TEXT EXCERPT:
────────
An inflammation of the pituitary gland.

Defined as the dysfunction of the pituitary gland with resultant hormone deficiencies, specifically, secondary adrenal insufficiency, and primary thyroid dysfunction.

Symptoms and signs: Most commonly, the initial symptoms are headaches and visual disturbances, hyponatremia, with or without pituitary enlargement and rarely are symptoms related to mass effect.


Patients may present with neuro psychiatric symptoms such as confusion, memory loss, hallucinations, labile mood, anorexia, nausea, diarrhea, cold intolerance, decreased libido, or erectile dysfunction.


Some patients with hypophysitis can present with signs of adrenal crisis.


Diagnoses should be suspected when patients present with central hypothyroidism showing low free thyroxine and low or inappropriately low normal TSH.


Some symptoms appear due to decreased functioning of the adenohypophyseal hormones. 


Adversely affected cells of the anterior pituitary are: corticotropes, lactotropes and gonadotropes.


Polyuria and polydipsia are common.


Hyperprolactinemia, can occur.


It may have an underlying autoimmune etiology, as in the case of autoimmune hypophysitis, and lymphocytic hypophysitis.


Most accurate diagnosis uses Magnetic Resonance Imaging (MRI) to find any mass or lesions on the sella turcica.


It is a known side-effect of  immune checkpoint inhibitors of the CTLA-4 inhibitor and PD-L1 inhibitor classes.

Meta-analysis reports frequency of hypophysitis of  6.4 percent with combination immune checkpoint inhibitors, 3.2% with CTLA- 4 inhibitor monotherapy and less than 1% with PD-1/PD-L1 inhibitor monotherapy.

Bromocriptine can improve field of vision defects and lower prolactin levels. 


Corticosteroids, can decrease the size of the gland, and relieve compression on the dura mater. 


The prognosis depends factors on the the advancement of the mass on the sella turcica, percentage of fibrosis, and the body’s response to corticosteroids.


Prognoses of reported cases were usually good.
────────
Point-per-instance localization records:
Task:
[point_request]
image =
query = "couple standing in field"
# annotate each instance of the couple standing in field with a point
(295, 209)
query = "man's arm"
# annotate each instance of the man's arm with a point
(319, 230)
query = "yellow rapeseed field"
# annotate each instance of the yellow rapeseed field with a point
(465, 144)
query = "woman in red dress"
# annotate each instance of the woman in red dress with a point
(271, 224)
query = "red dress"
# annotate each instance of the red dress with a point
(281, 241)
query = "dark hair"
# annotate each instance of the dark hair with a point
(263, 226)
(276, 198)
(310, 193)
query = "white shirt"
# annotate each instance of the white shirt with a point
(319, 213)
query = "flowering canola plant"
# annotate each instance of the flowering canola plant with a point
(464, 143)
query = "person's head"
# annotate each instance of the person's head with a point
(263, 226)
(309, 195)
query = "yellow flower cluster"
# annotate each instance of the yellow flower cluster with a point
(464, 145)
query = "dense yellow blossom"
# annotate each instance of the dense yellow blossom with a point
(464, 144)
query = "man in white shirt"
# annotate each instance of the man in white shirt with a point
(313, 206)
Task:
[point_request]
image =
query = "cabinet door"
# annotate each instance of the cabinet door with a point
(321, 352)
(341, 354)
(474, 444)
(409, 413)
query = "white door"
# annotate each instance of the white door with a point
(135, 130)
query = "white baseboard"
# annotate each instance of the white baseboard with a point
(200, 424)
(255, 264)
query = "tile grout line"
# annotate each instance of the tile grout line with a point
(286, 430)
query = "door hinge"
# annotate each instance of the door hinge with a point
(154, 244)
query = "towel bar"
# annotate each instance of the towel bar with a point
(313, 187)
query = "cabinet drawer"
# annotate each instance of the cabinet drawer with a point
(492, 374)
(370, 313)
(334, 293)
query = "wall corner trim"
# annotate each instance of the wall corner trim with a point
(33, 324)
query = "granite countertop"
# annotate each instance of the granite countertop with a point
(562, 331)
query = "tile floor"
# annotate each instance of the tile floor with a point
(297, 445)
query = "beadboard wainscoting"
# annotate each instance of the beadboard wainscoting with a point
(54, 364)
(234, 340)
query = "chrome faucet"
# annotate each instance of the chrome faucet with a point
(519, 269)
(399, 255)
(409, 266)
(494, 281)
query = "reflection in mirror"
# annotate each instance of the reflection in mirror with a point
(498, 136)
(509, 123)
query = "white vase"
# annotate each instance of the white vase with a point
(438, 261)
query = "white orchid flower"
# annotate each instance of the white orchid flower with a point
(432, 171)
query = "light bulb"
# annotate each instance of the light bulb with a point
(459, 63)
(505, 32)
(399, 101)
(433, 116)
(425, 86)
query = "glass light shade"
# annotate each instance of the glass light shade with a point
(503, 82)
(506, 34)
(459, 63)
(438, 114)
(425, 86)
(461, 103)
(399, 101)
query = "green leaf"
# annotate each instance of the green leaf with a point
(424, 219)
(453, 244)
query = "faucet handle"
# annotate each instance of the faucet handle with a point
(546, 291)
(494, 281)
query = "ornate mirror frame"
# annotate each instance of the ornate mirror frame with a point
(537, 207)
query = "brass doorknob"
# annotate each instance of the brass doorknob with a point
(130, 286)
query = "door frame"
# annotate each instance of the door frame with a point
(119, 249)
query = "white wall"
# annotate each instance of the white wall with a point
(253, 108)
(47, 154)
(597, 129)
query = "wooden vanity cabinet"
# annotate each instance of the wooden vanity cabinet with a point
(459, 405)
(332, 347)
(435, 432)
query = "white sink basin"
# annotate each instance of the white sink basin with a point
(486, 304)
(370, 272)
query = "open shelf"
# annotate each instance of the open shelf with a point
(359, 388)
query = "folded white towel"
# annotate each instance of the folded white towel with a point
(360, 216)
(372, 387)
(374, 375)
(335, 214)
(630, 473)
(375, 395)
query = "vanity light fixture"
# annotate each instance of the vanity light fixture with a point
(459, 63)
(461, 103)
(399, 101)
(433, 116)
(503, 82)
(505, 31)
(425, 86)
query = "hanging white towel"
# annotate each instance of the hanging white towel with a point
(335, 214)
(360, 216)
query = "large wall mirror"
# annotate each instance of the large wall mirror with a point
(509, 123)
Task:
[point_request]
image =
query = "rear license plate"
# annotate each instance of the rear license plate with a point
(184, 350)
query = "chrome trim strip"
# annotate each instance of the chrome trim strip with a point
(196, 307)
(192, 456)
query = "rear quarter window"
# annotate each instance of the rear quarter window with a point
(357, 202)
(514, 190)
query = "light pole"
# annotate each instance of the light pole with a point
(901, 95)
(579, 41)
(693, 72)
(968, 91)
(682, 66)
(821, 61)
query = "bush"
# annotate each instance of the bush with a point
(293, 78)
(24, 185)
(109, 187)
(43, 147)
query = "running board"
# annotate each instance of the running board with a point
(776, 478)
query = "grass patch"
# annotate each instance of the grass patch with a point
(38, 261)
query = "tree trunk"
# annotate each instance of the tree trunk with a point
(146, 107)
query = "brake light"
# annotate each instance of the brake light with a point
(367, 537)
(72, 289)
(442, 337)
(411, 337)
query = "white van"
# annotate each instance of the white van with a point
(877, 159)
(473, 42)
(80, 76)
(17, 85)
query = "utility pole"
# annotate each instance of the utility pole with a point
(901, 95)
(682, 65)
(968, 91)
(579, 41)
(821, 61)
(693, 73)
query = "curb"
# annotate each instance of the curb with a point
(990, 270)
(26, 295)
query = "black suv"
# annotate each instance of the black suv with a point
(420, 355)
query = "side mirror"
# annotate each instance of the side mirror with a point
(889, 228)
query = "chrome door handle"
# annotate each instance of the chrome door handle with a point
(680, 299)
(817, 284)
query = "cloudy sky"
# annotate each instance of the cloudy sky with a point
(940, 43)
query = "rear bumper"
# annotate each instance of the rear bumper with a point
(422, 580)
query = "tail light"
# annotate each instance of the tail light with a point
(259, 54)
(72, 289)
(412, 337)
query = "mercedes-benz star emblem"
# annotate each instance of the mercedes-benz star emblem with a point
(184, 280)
────────
EXERCISE:
Rewrite the stretch of the hypophysitis text from "Hyperprolactinemia, can occur." through "PD-L1 inhibitor classes.", replacing "lesions" with "abnormalities".

RESULT FOR THIS EXERCISE:
Hyperprolactinemia, can occur.


It may have an underlying autoimmune etiology, as in the case of autoimmune hypophysitis, and lymphocytic hypophysitis.


Most accurate diagnosis uses Magnetic Resonance Imaging (MRI) to find any mass or abnormalities on the sella turcica.


It is a known side-effect of  immune checkpoint inhibitors of the CTLA-4 inhibitor and PD-L1 inhibitor classes.